**Written request:** Write out the entries again exactly as they are given.

**Supplied records:**
* Begin *

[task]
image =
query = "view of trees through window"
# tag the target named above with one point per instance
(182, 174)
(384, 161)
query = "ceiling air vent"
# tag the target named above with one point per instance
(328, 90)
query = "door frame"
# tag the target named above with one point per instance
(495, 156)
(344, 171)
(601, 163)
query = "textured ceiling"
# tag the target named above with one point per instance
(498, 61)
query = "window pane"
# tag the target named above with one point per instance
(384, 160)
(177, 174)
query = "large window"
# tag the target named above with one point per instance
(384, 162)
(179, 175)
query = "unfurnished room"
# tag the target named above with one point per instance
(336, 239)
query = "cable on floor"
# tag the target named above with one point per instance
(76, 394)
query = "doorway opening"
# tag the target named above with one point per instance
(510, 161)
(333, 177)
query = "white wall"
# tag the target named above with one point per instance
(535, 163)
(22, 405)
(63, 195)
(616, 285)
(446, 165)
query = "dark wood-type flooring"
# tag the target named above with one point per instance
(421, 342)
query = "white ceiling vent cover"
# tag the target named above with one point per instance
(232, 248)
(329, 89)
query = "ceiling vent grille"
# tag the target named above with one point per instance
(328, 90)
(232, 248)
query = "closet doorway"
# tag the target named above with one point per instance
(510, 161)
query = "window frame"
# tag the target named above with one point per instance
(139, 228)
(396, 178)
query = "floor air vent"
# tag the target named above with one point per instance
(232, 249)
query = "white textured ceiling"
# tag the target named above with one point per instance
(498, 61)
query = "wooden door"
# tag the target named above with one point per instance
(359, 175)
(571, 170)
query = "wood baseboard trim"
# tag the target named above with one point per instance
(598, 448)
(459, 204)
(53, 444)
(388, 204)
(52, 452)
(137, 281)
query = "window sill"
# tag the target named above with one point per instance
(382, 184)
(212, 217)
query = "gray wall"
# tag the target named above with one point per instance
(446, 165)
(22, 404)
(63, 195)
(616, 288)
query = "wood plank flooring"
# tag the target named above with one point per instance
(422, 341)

* End *

**Answer to this task:**
[task]
image =
query = "view of trees through window"
# tag the target named above with one point per instance
(182, 174)
(384, 161)
query = "ceiling air vent"
# tag the target named above with one point per instance
(328, 90)
query = "door frame"
# tag the target named above with one point per instance
(495, 156)
(344, 171)
(601, 163)
query = "textured ceiling"
# tag the target named above with one point per instance
(498, 61)
query = "window pane"
# tag the target named above with one point per instance
(384, 160)
(177, 174)
query = "large window"
# tag the target named above with one point per instance
(384, 162)
(179, 175)
query = "unfurnished room"
# tag the target named above with one point per instance
(336, 239)
query = "cable on floor"
# tag the target named above with one point per instance
(76, 394)
query = "doorway opening"
# tag the target named above with one point per instance
(510, 161)
(333, 177)
query = "white wall"
# tag the target named above with one point per instance
(535, 163)
(22, 405)
(63, 195)
(616, 285)
(446, 165)
query = "dark wood-type flooring"
# tag the target named above with one point per instance
(421, 342)
query = "white ceiling vent cover"
# tag the target named above with one point per instance
(232, 248)
(329, 89)
query = "ceiling vent grille"
# tag the target named above with one point per instance
(328, 90)
(232, 248)
query = "closet doorway"
# tag the target named above with one point per instance
(510, 161)
query = "window frame"
# tag the target named above with one point per instance
(139, 228)
(396, 178)
query = "floor air vent"
# tag the target named above with one point per instance
(232, 249)
query = "white textured ceiling"
# tag the target named above with one point per instance
(498, 61)
query = "wooden door"
# tag the target named above with one point per instance
(359, 175)
(571, 170)
query = "wood baseboard trim"
# tag the target named above with one point per instance
(598, 448)
(459, 204)
(53, 444)
(388, 204)
(52, 452)
(137, 281)
query = "window sill"
# tag the target named above with one point per instance
(382, 184)
(212, 217)
query = "gray wall"
# tag the target named above with one point per instance
(446, 165)
(22, 404)
(63, 195)
(616, 288)
query = "wood plank flooring"
# tag the target named above with one point per instance
(422, 341)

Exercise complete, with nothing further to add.